### Exercise:
Lay out as a numbered list only the lines running from the line containing "field in the photo above." through the line containing "slope in the photo above.", with both of those lines included and blank lines omitted.

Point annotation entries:

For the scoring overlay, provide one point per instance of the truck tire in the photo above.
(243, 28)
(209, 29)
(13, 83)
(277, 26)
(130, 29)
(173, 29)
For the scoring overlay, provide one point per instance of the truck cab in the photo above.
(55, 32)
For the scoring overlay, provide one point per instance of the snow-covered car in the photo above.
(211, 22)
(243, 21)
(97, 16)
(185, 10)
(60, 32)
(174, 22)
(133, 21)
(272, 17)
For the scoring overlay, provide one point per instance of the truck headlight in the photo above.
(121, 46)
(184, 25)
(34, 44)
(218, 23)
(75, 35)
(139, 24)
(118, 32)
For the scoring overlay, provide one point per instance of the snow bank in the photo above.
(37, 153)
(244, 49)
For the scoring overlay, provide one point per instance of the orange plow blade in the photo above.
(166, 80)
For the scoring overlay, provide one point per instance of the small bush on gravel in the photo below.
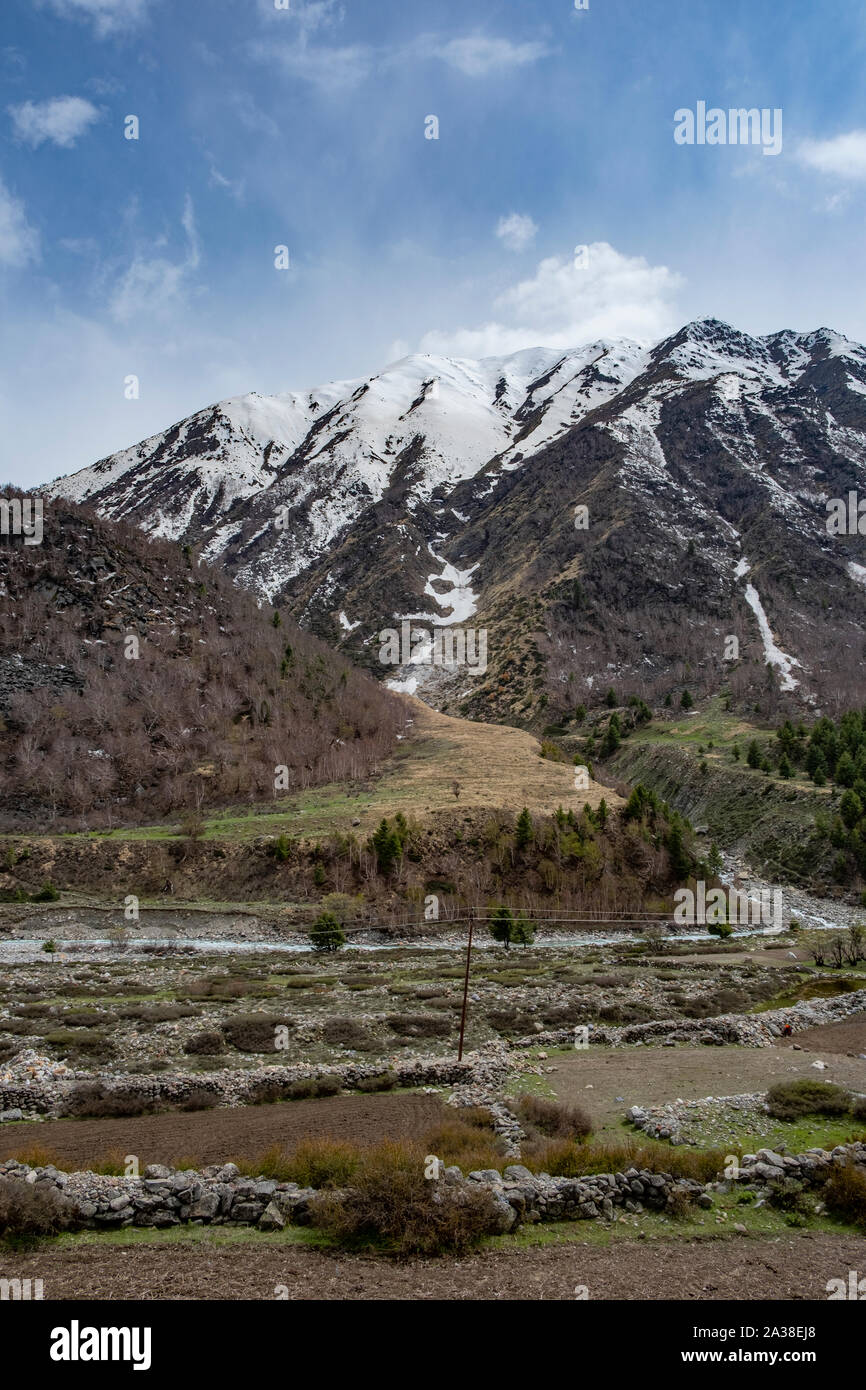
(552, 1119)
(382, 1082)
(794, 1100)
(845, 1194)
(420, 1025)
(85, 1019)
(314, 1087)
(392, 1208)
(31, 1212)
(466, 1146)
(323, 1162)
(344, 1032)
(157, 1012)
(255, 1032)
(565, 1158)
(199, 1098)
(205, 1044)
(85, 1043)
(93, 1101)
---
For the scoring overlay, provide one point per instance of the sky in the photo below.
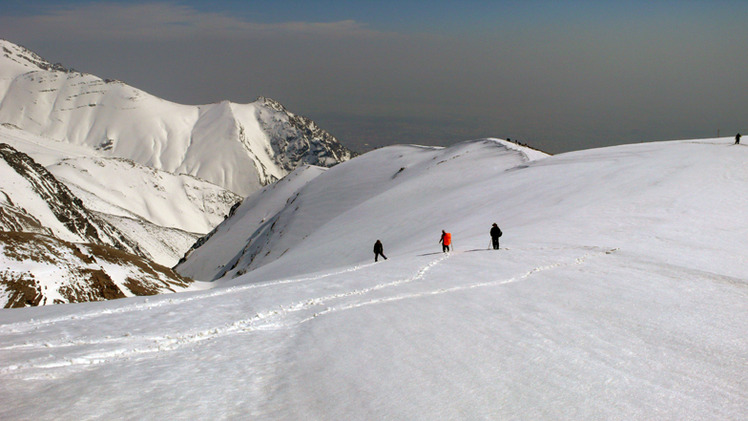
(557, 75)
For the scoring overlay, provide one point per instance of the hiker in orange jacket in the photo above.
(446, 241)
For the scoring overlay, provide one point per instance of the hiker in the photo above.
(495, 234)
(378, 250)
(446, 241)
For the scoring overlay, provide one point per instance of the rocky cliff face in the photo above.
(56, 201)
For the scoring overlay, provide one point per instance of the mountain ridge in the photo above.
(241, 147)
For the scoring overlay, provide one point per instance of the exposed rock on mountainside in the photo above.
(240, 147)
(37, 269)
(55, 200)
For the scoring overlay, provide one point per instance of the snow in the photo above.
---
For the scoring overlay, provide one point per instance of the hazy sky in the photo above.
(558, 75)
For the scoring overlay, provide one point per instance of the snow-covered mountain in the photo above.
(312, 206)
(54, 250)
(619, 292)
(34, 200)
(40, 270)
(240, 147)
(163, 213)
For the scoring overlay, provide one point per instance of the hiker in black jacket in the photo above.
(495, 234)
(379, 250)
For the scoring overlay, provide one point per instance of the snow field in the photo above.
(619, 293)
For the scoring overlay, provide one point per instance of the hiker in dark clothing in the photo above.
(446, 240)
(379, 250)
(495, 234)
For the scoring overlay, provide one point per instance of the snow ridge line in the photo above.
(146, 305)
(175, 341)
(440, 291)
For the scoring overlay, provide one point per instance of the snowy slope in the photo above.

### Solution below:
1. For the scoring overlay, provide one point per instance of the snow field in the photo above.
2. (619, 293)
3. For the scoring overlay, provide one point per instance of the hiker in dark clothing in the photo above.
4. (446, 240)
5. (379, 250)
6. (495, 234)
7. For the scoring overlay, provide one point per instance of the snow ridge line in the photo above.
8. (146, 305)
9. (175, 341)
10. (440, 291)
11. For the scoring overlay, provide one point per instance of the snowy slope in the photo above.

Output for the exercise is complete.